**JOB**
Reproduce the material from the line with "In this exercise you will indicate every instance of the upper" to the line with "<point>614,30</point>", changing "leafless" to "bare" and keeping everything else the same.
═════ DATASET RECORDS
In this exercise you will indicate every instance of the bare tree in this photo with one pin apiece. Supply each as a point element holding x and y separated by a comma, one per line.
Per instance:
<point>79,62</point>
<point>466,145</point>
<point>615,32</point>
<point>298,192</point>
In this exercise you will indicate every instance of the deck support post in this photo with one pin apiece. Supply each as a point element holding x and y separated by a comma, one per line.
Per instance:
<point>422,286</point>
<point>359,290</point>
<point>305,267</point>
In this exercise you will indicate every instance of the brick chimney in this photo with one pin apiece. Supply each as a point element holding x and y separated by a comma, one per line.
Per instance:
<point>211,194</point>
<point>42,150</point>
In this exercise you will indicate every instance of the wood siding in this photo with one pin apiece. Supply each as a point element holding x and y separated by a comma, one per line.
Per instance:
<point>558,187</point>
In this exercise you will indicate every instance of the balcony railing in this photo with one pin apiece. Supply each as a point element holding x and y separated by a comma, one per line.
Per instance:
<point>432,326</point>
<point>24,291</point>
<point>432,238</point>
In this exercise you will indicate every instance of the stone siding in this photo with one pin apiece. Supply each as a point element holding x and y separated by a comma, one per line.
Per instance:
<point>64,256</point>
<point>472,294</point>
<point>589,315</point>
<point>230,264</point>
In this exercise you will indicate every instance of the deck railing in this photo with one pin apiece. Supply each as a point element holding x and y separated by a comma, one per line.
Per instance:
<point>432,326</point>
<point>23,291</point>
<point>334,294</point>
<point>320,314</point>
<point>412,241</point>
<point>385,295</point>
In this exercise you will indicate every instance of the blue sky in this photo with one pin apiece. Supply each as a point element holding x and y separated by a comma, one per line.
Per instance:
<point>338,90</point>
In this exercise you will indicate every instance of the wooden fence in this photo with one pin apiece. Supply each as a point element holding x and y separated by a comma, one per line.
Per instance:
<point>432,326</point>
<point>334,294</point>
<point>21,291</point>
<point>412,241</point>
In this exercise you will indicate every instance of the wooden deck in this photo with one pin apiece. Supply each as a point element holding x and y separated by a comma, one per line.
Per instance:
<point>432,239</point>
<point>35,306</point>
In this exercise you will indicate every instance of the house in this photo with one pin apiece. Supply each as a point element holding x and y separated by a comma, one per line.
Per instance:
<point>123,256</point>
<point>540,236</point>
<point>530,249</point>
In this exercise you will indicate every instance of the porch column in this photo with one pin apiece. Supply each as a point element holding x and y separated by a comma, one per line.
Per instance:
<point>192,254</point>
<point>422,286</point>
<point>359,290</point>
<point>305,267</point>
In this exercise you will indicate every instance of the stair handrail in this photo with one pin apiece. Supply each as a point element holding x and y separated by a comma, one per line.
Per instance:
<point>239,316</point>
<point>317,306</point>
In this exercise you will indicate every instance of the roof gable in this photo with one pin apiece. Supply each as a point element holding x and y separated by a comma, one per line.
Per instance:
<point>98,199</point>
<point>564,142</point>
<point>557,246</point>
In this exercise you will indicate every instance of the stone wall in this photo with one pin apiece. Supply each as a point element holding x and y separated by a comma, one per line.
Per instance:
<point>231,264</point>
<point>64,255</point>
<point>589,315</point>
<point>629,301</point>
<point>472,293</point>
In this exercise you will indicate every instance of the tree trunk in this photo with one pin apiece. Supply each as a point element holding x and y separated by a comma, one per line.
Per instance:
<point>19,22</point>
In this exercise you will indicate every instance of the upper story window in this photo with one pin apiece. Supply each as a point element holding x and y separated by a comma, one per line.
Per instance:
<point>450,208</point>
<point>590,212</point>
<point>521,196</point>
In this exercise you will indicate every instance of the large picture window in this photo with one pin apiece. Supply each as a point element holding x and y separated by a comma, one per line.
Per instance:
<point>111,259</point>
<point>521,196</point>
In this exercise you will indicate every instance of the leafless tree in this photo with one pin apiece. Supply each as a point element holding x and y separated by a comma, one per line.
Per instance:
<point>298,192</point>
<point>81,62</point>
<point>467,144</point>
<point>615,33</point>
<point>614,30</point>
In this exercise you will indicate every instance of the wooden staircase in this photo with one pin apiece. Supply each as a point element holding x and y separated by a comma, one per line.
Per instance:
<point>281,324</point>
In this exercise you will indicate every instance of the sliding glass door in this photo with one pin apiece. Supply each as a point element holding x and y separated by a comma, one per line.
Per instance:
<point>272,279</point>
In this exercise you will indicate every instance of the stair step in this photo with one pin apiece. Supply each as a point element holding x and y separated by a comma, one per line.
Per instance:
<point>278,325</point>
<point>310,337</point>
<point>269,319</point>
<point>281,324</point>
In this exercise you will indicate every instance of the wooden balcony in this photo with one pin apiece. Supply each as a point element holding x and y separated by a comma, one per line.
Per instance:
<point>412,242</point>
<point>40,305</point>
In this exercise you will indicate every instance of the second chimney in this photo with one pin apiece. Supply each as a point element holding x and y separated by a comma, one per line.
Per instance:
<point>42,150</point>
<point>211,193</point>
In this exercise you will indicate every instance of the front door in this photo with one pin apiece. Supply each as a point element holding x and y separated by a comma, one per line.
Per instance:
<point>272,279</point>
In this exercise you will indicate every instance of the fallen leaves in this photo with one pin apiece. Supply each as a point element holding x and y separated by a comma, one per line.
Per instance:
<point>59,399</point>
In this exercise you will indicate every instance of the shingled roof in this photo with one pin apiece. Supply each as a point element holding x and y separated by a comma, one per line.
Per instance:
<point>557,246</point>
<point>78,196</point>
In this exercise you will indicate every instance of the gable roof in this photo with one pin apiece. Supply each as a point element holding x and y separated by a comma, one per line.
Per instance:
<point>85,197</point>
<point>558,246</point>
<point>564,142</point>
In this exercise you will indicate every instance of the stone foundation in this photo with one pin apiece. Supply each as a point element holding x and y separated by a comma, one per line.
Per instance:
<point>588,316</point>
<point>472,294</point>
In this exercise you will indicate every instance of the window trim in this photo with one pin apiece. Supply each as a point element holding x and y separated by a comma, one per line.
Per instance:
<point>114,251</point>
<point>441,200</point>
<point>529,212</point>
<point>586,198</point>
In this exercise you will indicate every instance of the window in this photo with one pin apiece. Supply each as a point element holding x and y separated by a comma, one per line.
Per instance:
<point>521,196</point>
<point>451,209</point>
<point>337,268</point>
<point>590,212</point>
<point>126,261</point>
══════════
**TASK RESPONSE**
In this exercise you will indicate every instance of the upper story window in this photo with one pin apiece. Supply each as a point element holding x and y separated by a comma, one per line.
Per instance:
<point>450,208</point>
<point>590,212</point>
<point>521,196</point>
In this exercise you will indicate every instance of the large picture window in this photo with one pin apiece. Supply each as a point element holding x and y separated by a comma, one per line.
Per instance:
<point>111,259</point>
<point>521,196</point>
In this exercise you will indicate every instance of the bare tree in this photo with one pin apiece. Supply each as a point element holding x and y separated by a comma, one per line.
Per instance:
<point>298,192</point>
<point>81,62</point>
<point>467,144</point>
<point>615,33</point>
<point>614,30</point>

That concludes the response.